_What you should do_.
Copy the part of the abstract on relationship power and concurrent partnerships among African American youth from "Methods:  Data were" to "(main vs. casual).", word for word.

3A 2 Attitudes Towards Relationship Power and Concurrent Heterosexual Partnerships Among African American Youth in Baltimore, MD

Wednesday, June 11, 2014: 10:55 AM
Dogwood A
Pamela Lilleston, PhD, MHS, Health, Behavior and Society, John Hopkins Bloomberg School of Public Health, Baltimore, MD, Lucy Hebert, PhD Candidate, Department of Population, Family, and Reproductive Health, Johns Hopkins Bloomberg School of Public Health, Baltimore, MD, Jacky Jennings, PhD, MPH, Department of Pediatrics, Johns Hopkins University School of Medicine, Baltimore, MD and Susan Sherman, PhD, MPH, Epidemiology, John Hopkins Bloomberg School of Public Health, Baltimore, MD

Background:  Sexual concurrency may contribute to increased risk for sexually transmitted diseases (STDs) among youth. Attitudes about gender roles, including power balance within sexual partnerships, may be a driver. We examined the association between attitudes towards relationship power and concurrency among African American youth.

Methods:  Data were collected from February, 2011 to May, 2013 through a random household sample of low and middle socioeconomic status (SES) African Americans (N=164), aged 15-24, from Baltimore, MD. Youth reported on 292 heterosexual partnerships via audio-CASI. Weighted bivariate and multivariate logistic regression analyses stratified by sex were conducted to examine whether index partner concurrency in male-reported partnerships and sex partner concurrency in female-reported partnerships were associated with participants’ attitudes towards relationship power within a sexual partnership and to assess whether observed relationships varied by SES and/or partnership type (main vs. casual).

_Entries supplied_.
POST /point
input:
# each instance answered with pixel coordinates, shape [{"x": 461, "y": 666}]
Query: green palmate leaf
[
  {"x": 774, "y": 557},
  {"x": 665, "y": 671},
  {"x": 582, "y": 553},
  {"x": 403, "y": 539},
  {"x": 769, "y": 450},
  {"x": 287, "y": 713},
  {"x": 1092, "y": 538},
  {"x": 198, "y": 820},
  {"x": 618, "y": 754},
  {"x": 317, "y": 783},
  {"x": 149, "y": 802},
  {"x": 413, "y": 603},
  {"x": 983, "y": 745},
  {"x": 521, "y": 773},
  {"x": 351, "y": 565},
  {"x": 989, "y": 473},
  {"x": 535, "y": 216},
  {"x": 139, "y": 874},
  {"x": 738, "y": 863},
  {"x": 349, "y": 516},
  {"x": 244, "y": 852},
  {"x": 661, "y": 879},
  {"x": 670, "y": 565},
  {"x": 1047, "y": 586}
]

_Answer for this exercise_.
Methods:  Data were collected from February, 2011 to May, 2013 through a random household sample of low and middle socioeconomic status (SES) African Americans (N=164), aged 15-24, from Baltimore, MD. Youth reported on 292 heterosexual partnerships via audio-CASI. Weighted bivariate and multivariate logistic regression analyses stratified by sex were conducted to examine whether index partner concurrency in male-reported partnerships and sex partner concurrency in female-reported partnerships were associated with participants’ attitudes towards relationship power within a sexual partnership and to assess whether observed relationships varied by SES and/or partnership type (main vs. casual).